__Stated exercise__
Reproduce the line that contains "Check that every instance of the broken" and every line after it through the end of the records, exactly, with nothing added.

__Provided data__
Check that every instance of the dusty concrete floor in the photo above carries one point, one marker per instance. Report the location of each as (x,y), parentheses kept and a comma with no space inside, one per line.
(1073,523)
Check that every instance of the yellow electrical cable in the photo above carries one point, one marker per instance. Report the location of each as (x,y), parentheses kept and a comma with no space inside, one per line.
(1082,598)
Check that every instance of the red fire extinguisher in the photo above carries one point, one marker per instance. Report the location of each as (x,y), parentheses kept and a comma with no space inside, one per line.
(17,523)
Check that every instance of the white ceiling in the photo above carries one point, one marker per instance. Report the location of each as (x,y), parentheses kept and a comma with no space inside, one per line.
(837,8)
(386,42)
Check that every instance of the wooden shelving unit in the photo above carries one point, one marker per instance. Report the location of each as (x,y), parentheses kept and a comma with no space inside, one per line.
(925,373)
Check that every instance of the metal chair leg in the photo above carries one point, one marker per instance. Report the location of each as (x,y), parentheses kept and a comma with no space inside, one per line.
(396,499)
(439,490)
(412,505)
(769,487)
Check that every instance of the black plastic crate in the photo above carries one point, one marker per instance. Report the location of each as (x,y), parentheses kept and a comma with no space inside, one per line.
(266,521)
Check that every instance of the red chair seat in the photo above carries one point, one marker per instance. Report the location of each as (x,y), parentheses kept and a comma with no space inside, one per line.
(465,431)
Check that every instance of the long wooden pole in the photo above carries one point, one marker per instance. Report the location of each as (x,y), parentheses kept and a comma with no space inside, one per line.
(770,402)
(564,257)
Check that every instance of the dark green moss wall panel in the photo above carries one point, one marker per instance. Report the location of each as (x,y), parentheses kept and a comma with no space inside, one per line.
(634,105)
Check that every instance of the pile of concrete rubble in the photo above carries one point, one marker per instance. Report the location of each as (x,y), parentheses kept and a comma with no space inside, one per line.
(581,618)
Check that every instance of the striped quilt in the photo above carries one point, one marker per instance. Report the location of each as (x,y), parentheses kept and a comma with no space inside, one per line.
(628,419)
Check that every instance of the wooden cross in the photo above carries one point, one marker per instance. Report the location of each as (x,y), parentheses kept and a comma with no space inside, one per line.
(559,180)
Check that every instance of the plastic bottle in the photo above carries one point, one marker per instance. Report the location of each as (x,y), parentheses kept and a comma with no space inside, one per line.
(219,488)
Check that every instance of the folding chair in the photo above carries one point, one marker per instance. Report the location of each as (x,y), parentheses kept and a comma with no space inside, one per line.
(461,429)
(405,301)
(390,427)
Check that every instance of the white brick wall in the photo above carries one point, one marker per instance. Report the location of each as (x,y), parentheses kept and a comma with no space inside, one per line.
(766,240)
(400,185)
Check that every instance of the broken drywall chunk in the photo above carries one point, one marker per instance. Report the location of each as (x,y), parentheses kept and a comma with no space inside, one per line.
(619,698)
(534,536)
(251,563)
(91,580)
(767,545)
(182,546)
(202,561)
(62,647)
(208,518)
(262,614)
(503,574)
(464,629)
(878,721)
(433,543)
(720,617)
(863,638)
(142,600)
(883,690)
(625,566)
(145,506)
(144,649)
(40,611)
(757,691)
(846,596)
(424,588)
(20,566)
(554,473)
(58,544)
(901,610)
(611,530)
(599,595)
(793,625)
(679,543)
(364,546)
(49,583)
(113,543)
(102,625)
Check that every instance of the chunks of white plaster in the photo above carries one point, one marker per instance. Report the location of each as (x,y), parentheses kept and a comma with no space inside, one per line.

__Solution to the exercise__
Check that every instance of the broken drywall chunk in the photo above carries one point, one marker per instance. Report the location of each as (x,y), parentheses kept and a comma with no space inside, one per line.
(619,698)
(534,536)
(251,563)
(91,580)
(767,545)
(182,546)
(202,561)
(62,647)
(208,518)
(262,614)
(503,574)
(464,629)
(878,721)
(433,543)
(720,617)
(863,638)
(142,600)
(883,690)
(625,566)
(145,506)
(144,649)
(40,611)
(757,691)
(846,596)
(424,588)
(20,566)
(554,473)
(58,544)
(901,610)
(611,530)
(599,595)
(793,625)
(679,543)
(364,546)
(49,583)
(113,543)
(102,625)
Check that every instance of the chunks of white plaster in the photo above carries one point, one marker per instance. Report the location of each as (x,y), parentheses kept and a comma with no space inside, one per line.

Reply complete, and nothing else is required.